## Text for analysis:
········

Fiction, Reviews

Review: “Revenants: The Odyssey Home”

Author: Scott Kauffman

Kindle Edition: 275 pages

Publisher: Moonshine Cove Publishing, LLC

Release Date: 23 December 2015

Author Requested Review

3 STARS

This book was always going to have an epic hill to climb as a re-telling of Homer’s “The Odyssey”. By its very nature it was going to have to be expansive both in time and location, not to mention language and structure – all very problematic for an author… There are some elements of this that Scott Kauffman has really nailed and, as to be expected, others that slip through his grasp. In light of this, I am completely torn with this book.

A grief-stricken candy-striper serving in a VA hospital following her brother’s death in Vietnam struggles to return home an anonymous veteran of the Great War against the skullduggery of a congressman who not only controls the hospital as part of his small-town fiefdom but knows the name of her veteran. A name if revealed would end his political ambitions and his fifty-year marriage. In its retelling of Odysseus’ journey, Revenants casts a flickering candle upon the charon toll exacted not only from the families of those who fail to return home but of those who do.

The bulk of this historical, coming-of-age novel deals with the story of Betsy, a teenage girl who is recruited to serve as a volunteer nurse during the summer holidays after her brother is killed in Vietnam. Whilst at the VA hospital, she learns of a mysterious patient in the attic and becomes embroiled in attempting to discover his identity.To be honest, it’s here on this smaller stage – one summer, in a small mid-west town, that Kauffman produces some of his best writing. I really enjoyed the mystery element of the book – it had pace and you definitely felt drawn into wanting to solve the puzzle. Kauffman, through the narrative voice, creates genuine sympathy for Betsy here, and you are able to watch her mature and deal with her grief as the story develops, much more so than the first person ‘Betsy’ moments at the start and end.

········

Data records
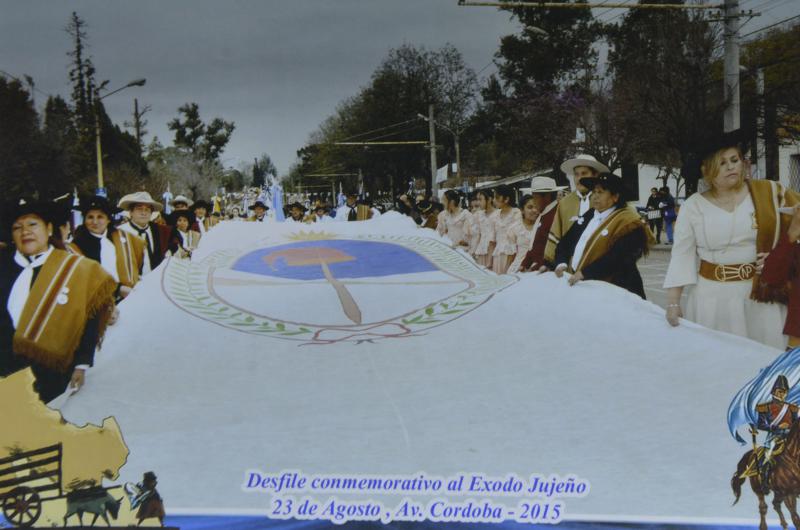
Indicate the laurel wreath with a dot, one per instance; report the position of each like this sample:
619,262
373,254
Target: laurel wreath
186,282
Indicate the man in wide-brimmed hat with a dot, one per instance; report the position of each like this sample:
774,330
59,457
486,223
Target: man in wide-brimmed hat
606,242
203,221
297,213
349,210
429,213
55,305
575,204
545,193
320,214
181,202
120,253
259,212
140,207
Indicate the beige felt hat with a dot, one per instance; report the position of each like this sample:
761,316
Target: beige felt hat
140,197
544,185
182,198
583,160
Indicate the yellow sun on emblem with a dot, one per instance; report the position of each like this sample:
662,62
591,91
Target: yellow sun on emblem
310,236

········

Reproduce word for word everything in the book review above from "Author: Scott Kauffman" down to "with this book.".

Author: Scott Kauffman

Kindle Edition: 275 pages

Publisher: Moonshine Cove Publishing, LLC

Release Date: 23 December 2015

Author Requested Review

3 STARS

This book was always going to have an epic hill to climb as a re-telling of Homer’s “The Odyssey”. By its very nature it was going to have to be expansive both in time and location, not to mention language and structure – all very problematic for an author… There are some elements of this that Scott Kauffman has really nailed and, as to be expected, others that slip through his grasp. In light of this, I am completely torn with this book.